FRAGMENTO DADO »
----------

Sin embargo, a medida que conversaban envueltos en los vapores sulfurosos de la charca, Stuckey empezó a reconsiderar la idea. «Iba bien afeitado y llevaba el pelo corto. Por su manera de hablar, se notaba que era un chaval muy despierto. No era el típico autostopista. No suelo fiarme de los autostopistas. Algún problema tendrá un tipo que ni siquiera puede pagarse un billete de autobús ¿no? El caso es que, después de media hora de charla, le dije: "Mira, Alex, Liard River está a 1.600 kilómetros de Fairbanks. Te diré lo que haremos. Voy a llevarte unos 800 kilómetros, hasta Whitehorse. Allí seguramente encontrarás a alguien que te lleve el resto del camino."»
Un día y medio más tarde, cuando llegaron a Whitehorse —la capital del territorio del Yukon y la población más grande y cosmopolita de la autovía de Alaska—, Stuckey se sentía tan a gusto en compañía de McCandless que volvió a cambiar de idea y aceptó llevarlo todo el trayecto.
«Al principio fue bastante reservado y no hablaba mucho —explica Stuckey—. Pero es un viaje muy largo y no puedes correr. Nos pasamos un total de tres días en aquella carretera llena de baches y, al final, el chaval no tuvo otro remedio que bajar la guardia. Le diré una cosa: era un chico educadísimo. Era muy cortés; no soltaba palabrotas y no hablaba con esa jerga que usan algunos jóvenes. Se veía que era de buena familia. Me habló sobre todo de su hermana. Por lo visto tenía muchos problemas con sus padres. Según me explicó, su padre era un genio, un científico de la NASA, pero había sido bígamo durante un tiempo, y eso iba en contra de sus principios. Llevaba dos años sin ver a su familia, desde que se había graduado en la universidad.»
McCandless le confesó también que pensaba pasarse el verano solo en el monte, viviendo de lo que encontrara. «Dijo que era algo que deseaba hacer desde pequeño. Quería estar aislado, sin ver un avión, nada que le recordara la civilización, y demostrarse a sí mismo que podía arreglárselas solo, sin la ayuda de nadie.»
Stuckey y McCandless llegaron a Fairbanks el sábado 25 de abril. Primero efectuaron una breve parada en una tienda de comestibles. «Allí compró un saco de arroz. Luego me dijo que quería acercarse a la universidad para investigar las especies de plantas comestibles que encontraría en el bosque, ya sabe, bayas y cosas por el estilo. Le comenté que era demasiado pronto, que había más de medio metro de nieve y aún no crecía nada. Pero no me hizo caso. Estaba impaciente por salir de la ciudad.»

----------

SECCIÓN DE DATOS »
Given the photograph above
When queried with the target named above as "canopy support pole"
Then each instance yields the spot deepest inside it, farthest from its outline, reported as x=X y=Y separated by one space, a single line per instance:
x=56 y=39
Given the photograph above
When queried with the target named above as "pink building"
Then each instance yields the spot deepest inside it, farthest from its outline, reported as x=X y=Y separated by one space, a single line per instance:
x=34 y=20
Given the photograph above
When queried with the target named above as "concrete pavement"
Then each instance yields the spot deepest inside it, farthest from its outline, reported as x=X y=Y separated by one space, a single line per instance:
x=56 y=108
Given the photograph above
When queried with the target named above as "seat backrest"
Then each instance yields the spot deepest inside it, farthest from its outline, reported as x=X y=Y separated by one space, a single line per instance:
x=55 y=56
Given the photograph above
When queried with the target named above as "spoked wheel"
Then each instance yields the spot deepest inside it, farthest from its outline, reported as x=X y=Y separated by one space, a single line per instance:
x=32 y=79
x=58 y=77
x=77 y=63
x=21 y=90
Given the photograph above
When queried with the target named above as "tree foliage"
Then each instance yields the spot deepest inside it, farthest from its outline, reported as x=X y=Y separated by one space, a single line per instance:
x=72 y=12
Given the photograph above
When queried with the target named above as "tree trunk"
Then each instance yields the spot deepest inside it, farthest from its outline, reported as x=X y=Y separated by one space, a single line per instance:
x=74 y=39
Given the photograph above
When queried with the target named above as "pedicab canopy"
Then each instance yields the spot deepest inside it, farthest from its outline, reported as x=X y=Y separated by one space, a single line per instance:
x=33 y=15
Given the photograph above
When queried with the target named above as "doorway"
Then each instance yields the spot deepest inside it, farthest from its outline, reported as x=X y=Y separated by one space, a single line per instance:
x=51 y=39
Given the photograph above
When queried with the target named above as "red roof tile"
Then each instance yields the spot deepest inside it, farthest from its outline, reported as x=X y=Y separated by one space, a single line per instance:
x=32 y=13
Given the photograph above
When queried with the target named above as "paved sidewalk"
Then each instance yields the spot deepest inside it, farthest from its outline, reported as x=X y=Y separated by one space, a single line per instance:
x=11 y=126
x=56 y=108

----------

OBJETIVOS »
**A.** Haz una lista de todos los nombres de lugares que salen en el fragmento sobre el viaje de McCandless con Stuckey. No repitas ninguno.
**B.** Sigue escribiendo el fragmento sobre el viaje de McCandless con Stuckey a partir del punto donde se corta.
Los registros no tienen nada que ver con esto.

RESPUESTAS »
**A.** Liard River, Fairbanks, Whitehorse, Yukon, Alaska

**B.**
Stuckey lo llevó hasta el campus de la Universidad de Alaska, situado en las afueras de Fairbanks, y lo dejó allí a las cinco y media de la tarde. «Antes de despedirnos le dije:
“Alex, te he llevado conmigo a lo largo de mil quinientos kilómetros y te he dado de comer durante tres días. Lo menos que puedes hacer es mandarme una carta cuando regreses de Alaska.” Me prometió que lo haría.
«También le rogué que llamara a sus padres. No puedo imaginarme nada más horroroso que tener un hijo perdido por esos mundos de Dios, sin que sepas qué le ha ocurrido durante años, si está vivo o muerto. Le di el número de mi tarjeta de crédito y le dije: “Por favor, llámalos.” Pero todo lo que contestó fue: “Tal vez lo haga o tal vez no.” En cuanto se hubo marchado caí en la cuenta de que debería haberle pedido el número de teléfono para llamarlos yo mismo, pero fue una de esas situaciones en que todo sucede muy rápido. No atiné a pensarlo.»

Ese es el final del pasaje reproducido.